• REQUEST
Please count the lines in the entries below that contain the string "cluster". Reply with the number alone.

• PROVIDED INFORMATION

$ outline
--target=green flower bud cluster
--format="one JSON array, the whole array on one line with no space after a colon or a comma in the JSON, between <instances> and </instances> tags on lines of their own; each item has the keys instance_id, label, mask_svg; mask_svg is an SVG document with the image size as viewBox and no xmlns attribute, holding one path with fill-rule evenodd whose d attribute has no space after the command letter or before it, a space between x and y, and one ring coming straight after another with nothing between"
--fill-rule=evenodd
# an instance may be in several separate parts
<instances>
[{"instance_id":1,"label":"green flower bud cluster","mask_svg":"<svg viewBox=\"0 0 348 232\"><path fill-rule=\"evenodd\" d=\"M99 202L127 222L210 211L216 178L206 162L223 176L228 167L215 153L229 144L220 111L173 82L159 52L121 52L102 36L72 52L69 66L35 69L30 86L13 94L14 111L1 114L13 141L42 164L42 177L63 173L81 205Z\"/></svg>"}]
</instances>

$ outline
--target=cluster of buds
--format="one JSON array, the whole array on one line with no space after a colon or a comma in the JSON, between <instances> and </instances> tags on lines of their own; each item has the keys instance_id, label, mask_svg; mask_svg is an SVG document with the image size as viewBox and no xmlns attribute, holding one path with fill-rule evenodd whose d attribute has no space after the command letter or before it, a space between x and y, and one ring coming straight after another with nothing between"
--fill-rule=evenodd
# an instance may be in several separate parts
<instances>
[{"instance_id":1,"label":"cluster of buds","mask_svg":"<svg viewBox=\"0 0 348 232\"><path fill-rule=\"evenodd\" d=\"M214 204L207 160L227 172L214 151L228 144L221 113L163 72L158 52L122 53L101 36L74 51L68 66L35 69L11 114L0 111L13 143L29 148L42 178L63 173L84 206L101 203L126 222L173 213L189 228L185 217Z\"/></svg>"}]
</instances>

• ANSWER IN FULL
4